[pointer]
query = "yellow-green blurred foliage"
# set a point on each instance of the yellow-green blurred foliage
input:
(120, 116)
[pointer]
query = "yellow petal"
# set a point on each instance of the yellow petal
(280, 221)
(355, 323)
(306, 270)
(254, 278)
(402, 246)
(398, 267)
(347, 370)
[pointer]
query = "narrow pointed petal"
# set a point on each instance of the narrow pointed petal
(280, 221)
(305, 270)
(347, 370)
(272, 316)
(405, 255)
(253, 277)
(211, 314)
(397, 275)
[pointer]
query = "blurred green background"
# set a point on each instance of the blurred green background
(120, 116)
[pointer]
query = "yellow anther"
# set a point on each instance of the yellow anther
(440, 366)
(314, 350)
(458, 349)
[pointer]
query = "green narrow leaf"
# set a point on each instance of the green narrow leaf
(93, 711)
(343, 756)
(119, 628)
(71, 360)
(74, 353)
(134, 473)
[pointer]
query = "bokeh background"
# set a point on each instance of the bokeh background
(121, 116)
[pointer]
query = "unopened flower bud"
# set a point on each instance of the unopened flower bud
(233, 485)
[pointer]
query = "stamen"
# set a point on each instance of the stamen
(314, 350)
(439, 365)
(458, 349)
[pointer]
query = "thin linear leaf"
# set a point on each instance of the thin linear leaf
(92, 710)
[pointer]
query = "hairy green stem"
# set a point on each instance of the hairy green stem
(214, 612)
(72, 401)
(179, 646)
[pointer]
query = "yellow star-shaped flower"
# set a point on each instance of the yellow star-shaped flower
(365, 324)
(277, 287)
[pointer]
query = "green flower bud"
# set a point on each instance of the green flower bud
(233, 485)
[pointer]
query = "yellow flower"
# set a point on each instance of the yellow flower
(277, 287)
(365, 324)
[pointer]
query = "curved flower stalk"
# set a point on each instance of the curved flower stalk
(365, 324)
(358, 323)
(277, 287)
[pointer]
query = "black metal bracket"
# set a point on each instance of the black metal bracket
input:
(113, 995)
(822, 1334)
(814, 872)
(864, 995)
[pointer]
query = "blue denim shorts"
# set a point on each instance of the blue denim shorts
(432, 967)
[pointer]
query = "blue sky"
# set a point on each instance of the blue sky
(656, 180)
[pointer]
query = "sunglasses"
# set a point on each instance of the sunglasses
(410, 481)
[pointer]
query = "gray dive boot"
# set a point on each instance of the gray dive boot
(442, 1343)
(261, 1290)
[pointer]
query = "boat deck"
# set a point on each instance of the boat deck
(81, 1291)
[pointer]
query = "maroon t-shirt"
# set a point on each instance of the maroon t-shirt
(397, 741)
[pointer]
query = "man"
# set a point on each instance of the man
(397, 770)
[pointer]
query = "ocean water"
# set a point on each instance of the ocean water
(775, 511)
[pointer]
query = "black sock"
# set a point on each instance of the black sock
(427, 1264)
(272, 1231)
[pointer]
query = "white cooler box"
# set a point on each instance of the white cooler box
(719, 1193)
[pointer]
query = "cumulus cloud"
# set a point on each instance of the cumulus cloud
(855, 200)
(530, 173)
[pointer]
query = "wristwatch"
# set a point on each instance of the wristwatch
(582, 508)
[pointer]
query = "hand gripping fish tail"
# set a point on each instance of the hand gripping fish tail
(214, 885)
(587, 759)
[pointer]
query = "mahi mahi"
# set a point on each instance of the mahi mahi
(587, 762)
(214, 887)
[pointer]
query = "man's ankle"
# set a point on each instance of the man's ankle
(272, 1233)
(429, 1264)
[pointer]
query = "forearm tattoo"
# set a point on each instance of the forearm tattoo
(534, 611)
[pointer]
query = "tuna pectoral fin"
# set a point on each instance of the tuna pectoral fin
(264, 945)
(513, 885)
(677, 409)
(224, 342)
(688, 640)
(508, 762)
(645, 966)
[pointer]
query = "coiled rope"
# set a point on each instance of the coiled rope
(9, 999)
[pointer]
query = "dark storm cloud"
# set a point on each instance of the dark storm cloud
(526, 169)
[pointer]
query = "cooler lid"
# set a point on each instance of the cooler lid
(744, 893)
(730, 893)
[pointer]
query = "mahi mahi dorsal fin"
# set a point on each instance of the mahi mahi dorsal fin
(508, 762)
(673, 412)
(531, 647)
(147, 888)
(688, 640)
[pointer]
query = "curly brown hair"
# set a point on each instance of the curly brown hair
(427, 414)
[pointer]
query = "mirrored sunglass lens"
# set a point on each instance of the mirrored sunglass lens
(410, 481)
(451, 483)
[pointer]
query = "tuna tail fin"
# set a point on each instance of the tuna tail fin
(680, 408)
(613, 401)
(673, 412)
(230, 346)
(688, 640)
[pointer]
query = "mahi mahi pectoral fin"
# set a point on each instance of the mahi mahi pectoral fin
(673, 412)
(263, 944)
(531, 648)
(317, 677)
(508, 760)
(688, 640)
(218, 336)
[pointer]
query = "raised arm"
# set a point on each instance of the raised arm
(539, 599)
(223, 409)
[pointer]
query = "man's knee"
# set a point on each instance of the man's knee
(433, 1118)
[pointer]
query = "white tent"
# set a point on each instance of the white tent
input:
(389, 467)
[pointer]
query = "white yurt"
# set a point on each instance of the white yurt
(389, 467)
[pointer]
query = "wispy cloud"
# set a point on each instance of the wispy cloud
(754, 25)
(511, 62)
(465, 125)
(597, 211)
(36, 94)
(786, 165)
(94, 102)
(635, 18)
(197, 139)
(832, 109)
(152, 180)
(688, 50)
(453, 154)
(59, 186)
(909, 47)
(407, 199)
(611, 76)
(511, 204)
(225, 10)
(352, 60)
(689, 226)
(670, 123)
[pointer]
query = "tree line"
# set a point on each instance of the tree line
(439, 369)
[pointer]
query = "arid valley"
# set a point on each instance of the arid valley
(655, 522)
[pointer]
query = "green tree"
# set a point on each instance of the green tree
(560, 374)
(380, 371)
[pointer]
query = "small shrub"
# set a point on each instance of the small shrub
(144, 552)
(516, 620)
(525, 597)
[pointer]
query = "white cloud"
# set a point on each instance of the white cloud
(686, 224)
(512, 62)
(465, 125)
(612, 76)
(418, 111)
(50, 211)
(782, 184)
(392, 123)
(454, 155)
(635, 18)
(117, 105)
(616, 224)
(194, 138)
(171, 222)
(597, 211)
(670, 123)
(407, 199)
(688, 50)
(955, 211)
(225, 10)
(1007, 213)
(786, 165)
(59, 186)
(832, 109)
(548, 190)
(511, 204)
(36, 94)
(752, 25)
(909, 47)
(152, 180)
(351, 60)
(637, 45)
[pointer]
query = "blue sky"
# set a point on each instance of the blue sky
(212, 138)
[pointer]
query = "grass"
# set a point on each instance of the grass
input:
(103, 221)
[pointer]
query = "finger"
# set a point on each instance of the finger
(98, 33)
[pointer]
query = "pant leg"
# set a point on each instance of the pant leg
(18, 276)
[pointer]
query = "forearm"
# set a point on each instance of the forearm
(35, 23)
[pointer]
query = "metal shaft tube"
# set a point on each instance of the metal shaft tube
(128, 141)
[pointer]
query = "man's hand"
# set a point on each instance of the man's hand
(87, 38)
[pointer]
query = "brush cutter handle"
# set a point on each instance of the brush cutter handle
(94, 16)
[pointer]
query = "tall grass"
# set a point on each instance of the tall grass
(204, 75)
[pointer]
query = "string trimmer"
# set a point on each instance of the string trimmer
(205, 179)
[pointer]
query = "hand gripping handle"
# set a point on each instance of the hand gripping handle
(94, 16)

▶ [WHAT IS REQUIRED]
Pick out each line in the material above that has the word "storm" in it.

▶ [SOLUTION TO THIS TASK]
query = "dark storm cloud"
# set a point on each instance of the dark storm cloud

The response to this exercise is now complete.